### [COMPITO DA SVOLGERE]
Ricopia parola per parola il passo dell'articolo su Alitalia riportato più sotto, a partire da "Guidata di frequente" e proseguendo fino a "società di servizi.".

### [TESTO DA LEGGERE]
######
Alitalia, sessant’anni di guai
Dopo tanto penare, abbiamo forse trovato qualcuno, la Etihad, che accetta di farsi carico dei guai dell’ Alitalia e del peso della sua non certo brillante storia. Questo peraltro imponendo pesantissime condizioni, un po’ peggiori di quelle messe a suo tempo in campo da Air France — quando Berlusconi, con un rigurgito di patriottismo elettorale, disse di no, con quello che ne è seguito. Si chiude così una storia penosa: la cosiddetta “nostra” compagnia di bandiera è stata fonte di guai e di disastri forse per sessanta anni, solo con qualche breve periodo di respiro. L’ultimo bilancio in utile che si ricordi è dell’inizio degli anni novanta; dopo si registra solo desolazione.
Guidata di frequente da manager incapaci ma obbedienti ai politici di turno, l’impresa, che ha prodotto nel corso della sua storia tante perdite di bilancio e assunzioni di favore e qualche crisi di depressione tra i dipendenti coscienziosi, è, tra l’altro, una dimostrazione lampante del fatto che difficilmente il nostro paese è oggi in grado di gestire con risultati accettabili una grande società di servizi.
######
### [DATI DISPONIBILI]
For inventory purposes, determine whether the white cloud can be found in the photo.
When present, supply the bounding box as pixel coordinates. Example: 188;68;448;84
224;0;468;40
######
### [SOLUZIONE ESERCIZIO]
Guidata di frequente da manager incapaci ma obbedienti ai politici di turno, l’impresa, che ha prodotto nel corso della sua storia tante perdite di bilancio e assunzioni di favore e qualche crisi di depressione tra i dipendenti coscienziosi, è, tra l’altro, una dimostrazione lampante del fatto che difficilmente il nostro paese è oggi in grado di gestire con risultati accettabili una grande società di servizi.